What you need to do »
Can you retype only the lines from the one with "Annotation task — locate each instance of the dark" through the final line of the material, exactly as given?

## BEGIN

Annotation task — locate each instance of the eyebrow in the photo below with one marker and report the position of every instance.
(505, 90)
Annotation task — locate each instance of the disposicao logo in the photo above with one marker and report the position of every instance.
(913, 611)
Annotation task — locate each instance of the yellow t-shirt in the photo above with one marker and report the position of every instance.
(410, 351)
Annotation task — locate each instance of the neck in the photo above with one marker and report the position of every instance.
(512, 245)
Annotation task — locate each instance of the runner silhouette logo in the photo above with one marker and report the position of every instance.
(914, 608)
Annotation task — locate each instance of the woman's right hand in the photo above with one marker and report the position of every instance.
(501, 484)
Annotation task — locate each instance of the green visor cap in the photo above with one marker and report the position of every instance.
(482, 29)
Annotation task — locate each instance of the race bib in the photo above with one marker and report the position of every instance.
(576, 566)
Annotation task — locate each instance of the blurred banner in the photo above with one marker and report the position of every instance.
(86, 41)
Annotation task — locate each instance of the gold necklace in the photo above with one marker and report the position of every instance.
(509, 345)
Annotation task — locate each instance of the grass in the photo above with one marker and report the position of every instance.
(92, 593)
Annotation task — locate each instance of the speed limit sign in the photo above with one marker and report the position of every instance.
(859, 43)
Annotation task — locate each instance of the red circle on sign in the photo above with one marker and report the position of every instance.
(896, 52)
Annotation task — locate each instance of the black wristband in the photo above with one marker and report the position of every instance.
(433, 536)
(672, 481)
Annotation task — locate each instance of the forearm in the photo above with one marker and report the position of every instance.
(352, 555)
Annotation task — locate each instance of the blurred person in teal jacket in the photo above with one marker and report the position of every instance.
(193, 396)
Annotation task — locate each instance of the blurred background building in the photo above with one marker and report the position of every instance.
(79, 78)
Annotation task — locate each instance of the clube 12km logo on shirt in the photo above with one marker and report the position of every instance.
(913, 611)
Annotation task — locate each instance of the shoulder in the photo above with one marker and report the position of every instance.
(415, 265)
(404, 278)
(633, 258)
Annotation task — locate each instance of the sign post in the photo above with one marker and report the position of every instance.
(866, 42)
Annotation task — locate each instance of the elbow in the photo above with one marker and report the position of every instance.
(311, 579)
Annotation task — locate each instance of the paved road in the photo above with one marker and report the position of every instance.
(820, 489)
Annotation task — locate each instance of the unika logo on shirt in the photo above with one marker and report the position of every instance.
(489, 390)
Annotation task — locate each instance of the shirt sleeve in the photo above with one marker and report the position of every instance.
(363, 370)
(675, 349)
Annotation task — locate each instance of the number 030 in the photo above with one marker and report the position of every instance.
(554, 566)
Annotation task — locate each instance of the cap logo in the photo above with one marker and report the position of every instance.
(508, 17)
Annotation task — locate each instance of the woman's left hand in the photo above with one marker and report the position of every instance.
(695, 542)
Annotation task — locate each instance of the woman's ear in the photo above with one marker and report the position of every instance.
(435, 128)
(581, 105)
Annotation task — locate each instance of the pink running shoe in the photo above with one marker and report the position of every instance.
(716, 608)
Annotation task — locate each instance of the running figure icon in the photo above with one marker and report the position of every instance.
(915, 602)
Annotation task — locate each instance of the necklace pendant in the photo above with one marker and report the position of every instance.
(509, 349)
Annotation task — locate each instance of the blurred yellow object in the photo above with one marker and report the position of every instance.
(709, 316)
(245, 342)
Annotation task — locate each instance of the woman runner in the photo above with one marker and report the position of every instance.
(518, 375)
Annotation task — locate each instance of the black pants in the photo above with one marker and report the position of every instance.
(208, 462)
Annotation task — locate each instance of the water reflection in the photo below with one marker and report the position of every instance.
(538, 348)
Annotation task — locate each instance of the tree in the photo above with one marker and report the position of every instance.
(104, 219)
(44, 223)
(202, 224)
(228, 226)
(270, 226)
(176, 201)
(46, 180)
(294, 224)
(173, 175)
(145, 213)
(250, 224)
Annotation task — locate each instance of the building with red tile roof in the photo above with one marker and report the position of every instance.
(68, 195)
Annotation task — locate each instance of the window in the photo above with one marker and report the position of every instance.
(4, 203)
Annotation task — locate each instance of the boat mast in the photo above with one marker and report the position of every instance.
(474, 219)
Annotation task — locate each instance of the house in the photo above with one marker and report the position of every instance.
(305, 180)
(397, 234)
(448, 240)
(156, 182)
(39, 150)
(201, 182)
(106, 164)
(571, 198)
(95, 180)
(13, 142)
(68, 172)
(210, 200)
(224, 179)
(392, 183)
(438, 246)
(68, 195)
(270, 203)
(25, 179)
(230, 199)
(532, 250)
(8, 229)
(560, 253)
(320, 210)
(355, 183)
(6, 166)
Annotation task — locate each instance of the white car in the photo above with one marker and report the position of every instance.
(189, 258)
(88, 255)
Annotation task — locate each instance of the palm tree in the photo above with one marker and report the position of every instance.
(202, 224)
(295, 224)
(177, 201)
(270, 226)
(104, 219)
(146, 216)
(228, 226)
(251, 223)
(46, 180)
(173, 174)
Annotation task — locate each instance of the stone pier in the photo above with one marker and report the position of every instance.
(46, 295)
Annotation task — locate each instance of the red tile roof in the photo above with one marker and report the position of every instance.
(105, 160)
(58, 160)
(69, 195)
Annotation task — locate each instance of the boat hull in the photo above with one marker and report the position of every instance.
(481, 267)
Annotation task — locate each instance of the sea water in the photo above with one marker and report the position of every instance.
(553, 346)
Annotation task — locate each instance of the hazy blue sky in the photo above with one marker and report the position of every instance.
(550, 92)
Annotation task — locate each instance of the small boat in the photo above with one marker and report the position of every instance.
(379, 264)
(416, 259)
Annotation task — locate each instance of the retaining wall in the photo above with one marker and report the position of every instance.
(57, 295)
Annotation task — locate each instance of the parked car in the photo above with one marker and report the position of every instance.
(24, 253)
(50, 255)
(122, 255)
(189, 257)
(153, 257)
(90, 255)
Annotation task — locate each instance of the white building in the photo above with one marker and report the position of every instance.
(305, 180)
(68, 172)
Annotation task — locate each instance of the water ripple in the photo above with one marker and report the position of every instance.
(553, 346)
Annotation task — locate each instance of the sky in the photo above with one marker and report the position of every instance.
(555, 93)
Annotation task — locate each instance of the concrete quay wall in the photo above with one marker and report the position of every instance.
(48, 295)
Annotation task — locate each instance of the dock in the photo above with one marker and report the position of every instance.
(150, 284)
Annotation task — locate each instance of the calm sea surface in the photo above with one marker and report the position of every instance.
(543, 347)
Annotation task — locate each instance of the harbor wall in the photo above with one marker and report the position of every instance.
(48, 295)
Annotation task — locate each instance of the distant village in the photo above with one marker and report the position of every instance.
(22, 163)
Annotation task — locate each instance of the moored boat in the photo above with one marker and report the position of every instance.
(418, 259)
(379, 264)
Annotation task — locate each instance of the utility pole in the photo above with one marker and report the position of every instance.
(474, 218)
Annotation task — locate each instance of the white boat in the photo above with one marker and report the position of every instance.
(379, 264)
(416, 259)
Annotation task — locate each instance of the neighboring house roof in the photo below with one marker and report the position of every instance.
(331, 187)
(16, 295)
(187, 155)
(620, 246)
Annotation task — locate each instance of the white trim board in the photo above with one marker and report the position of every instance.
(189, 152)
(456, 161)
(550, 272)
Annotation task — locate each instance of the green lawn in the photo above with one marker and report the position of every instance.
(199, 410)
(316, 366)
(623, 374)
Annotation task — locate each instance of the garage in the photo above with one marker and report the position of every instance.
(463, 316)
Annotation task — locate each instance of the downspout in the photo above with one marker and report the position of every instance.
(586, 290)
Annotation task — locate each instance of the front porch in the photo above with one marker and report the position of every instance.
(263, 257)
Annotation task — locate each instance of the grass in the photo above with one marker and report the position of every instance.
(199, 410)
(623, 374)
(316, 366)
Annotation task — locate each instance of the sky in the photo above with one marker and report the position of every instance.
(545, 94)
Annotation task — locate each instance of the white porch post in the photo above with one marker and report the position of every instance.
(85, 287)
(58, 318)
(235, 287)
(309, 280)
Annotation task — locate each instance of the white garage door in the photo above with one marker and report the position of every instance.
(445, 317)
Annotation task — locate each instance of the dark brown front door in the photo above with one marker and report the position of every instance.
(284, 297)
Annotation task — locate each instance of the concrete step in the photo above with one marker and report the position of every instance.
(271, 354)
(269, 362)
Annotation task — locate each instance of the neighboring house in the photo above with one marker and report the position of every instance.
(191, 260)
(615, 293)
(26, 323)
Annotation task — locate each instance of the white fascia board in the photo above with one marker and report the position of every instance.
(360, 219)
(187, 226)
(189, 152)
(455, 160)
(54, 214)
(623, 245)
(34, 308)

## END

Output below »
Annotation task — locate each instance of the dark brown front door in the photo above with one marker and report the position of every instance.
(284, 297)
Annotation task — locate each instance of the concrete step in the photo above with one marker and report the position of every instance.
(271, 354)
(269, 362)
Annotation task — locate each instance of the neighboring house in the photo above with one marker and report the position of every instance.
(191, 260)
(615, 293)
(26, 323)
Annotation task — locate each instance of the white fascia board in the photo above with one marker and report the position of every instance.
(360, 219)
(187, 226)
(189, 152)
(455, 160)
(54, 214)
(623, 245)
(34, 308)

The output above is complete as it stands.